## Passage to read
##########

And we can see that our four parallel processes worked properly. I don’t know what bug we’re encountering during the print output phase, but in the meantime, this should help you work around it. If you can confirm that this works for you, would you mind opening up a bug report outlining what you’re encountering over at Github? Thanks!

wholteza · August 21, 2023, 8:35pm

@mercenary_sysadmin I tried your suggestion of adding --quiet but unfortunately the cronjobs still crash.
This is what’s in my root crontab now.

#Ansible: Syncoid pull snapshots services/docker
26 20 * * * /usr/sbin/syncoid --quiet --no-privilege-elevation --recursive --no-sync-snap --create-bookmark syncoid@machine1:services/docker backup/tank-replication/services/docker
#Ansible: Syncoid pull snapshots services/kvm
26 20 * * * /usr/sbin/syncoid --quiet --no-privilege-elevation --recursive --no-sync-snap --create-bookmark syncoid@machine1:services/kvm backup/tank-replication/services/kvm
#Ansible: Syncoid pull snapshots tank/groups/a
26 20 * * * /usr/sbin/syncoid --quiet --no-privilege-elevation --recursive --no-sync-snap --create-bookmark syncoid@machine1:tank/groups/a backup/tank-replication/tank/groups/a
#Ansible: Syncoid pull snapshots tank/users/a
26 20 * * * /usr/sbin/syncoid --quiet --no-privilege-elevation --recursive --no-sync-snap --create-bookmark syncoid@machine1:tank/users/a backup/tank-replication/tank/users/a
#Ansible: Syncoid pull snapshots tank/users/b
26 20 * * * /usr/sbin/syncoid --quiet --no-privilege-elevation --recursive --no-sync-snap --create-bookmark syncoid@machine1:tank/users/b backup/tank-replication/tank/users/b
#Ansible: Syncoid pull snapshots tank/users/c
26 20 * * * /usr/sbin/syncoid --quiet --no-privilege-elevation --recursive --no-sync-snap --create-bookmark syncoid@machine1:tank/users/c backup/tank-replication/tank/users/c
#Ansible: Syncoid pull snapshots tank/users/d
26 20 * * * /usr/sbin/syncoid --quiet --no-privilege-elevation --recursive --no-sync-snap --create-bookmark syncoid@machine1:tank/users/d backup/tank-replication/tank/users/d

Is there anything i can do on my end to get more insight into what is making it crash.
Verbose logging?

##########

## Records
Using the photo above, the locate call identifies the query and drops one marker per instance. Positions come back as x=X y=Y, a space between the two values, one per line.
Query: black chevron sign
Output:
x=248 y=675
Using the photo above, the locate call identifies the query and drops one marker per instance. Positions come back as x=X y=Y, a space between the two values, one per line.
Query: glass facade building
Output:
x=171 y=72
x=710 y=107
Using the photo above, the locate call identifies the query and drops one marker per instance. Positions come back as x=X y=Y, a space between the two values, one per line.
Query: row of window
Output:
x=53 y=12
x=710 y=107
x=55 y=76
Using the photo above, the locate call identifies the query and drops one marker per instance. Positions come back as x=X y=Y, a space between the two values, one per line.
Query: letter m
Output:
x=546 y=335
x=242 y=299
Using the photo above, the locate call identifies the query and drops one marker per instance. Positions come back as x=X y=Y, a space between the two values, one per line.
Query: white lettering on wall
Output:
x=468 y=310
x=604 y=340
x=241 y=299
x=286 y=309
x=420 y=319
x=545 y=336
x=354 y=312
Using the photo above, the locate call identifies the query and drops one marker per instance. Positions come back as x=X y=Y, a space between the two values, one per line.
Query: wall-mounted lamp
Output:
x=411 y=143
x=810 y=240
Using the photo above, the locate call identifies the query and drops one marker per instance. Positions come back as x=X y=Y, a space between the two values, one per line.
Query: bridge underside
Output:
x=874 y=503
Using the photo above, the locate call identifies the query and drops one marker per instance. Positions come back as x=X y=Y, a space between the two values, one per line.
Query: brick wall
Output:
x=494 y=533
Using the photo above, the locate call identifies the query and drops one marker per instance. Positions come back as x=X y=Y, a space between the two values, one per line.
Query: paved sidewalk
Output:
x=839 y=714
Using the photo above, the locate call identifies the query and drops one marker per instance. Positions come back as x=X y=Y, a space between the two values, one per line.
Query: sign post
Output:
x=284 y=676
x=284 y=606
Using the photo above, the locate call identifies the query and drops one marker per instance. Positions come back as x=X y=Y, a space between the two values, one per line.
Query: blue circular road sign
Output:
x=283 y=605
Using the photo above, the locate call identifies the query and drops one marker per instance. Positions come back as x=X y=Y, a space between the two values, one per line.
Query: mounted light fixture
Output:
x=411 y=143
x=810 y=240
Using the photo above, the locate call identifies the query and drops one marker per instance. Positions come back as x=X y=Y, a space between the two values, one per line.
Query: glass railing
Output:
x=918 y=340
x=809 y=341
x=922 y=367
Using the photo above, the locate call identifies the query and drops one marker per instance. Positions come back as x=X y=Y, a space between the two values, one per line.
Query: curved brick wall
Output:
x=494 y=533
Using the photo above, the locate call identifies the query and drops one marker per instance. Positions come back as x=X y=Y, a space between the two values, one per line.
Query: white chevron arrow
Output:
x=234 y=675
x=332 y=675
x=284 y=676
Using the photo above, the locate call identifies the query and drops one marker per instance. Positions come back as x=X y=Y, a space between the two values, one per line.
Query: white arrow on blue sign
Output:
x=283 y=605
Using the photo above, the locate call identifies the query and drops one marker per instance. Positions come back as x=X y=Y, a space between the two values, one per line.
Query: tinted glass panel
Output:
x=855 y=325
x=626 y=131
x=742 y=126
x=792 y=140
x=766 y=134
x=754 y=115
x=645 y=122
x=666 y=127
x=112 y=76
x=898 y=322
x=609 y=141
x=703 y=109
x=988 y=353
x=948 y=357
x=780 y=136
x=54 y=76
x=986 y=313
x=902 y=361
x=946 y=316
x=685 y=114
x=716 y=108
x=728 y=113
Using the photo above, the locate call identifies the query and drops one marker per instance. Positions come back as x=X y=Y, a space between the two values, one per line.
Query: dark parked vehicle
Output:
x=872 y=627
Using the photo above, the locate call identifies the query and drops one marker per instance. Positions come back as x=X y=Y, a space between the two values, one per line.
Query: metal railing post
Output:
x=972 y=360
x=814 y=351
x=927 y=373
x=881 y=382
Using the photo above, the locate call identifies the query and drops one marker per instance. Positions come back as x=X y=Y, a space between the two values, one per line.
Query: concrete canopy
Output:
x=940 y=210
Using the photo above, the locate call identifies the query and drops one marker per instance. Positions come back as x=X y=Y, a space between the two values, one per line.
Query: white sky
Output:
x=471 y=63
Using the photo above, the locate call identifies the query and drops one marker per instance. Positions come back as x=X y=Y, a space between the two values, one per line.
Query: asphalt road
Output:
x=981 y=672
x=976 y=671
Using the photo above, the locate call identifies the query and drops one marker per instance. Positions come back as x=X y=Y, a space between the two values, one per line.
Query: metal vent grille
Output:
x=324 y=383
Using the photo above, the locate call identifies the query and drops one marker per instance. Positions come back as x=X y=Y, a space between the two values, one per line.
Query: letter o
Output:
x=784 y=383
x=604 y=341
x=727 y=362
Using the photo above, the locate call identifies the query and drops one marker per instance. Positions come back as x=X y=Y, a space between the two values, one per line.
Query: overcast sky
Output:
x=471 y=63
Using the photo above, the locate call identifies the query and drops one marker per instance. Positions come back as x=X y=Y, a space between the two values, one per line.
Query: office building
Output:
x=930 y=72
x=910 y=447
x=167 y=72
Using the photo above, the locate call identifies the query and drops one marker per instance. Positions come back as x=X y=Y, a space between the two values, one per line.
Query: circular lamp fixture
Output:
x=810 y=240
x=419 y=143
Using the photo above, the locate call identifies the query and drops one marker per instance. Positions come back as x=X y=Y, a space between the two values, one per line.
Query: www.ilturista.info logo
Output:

##########

## Objectives
[a] Answer from the thread:
(i) How many parallel processes does the thread say worked properly?
(ii) On what site is the bug report to be opened?
(iii) Which option did wholteza add to the syncoid commands?
[b] Give everything from "And we can see" down to "root crontab now." in the thread again, swapping "cronjobs" for "scheduled jobs".

## Answers to the exercise
[a]
(i) Four.
(ii) Github.
(iii) --quiet.

[b]
And we can see that our four parallel processes worked properly. I don’t know what bug we’re encountering during the print output phase, but in the meantime, this should help you work around it. If you can confirm that this works for you, would you mind opening up a bug report outlining what you’re encountering over at Github? Thanks!

wholteza · August 21, 2023, 8:35pm

@mercenary_sysadmin I tried your suggestion of adding --quiet but unfortunately the scheduled jobs still crash.
This is what’s in my root crontab now.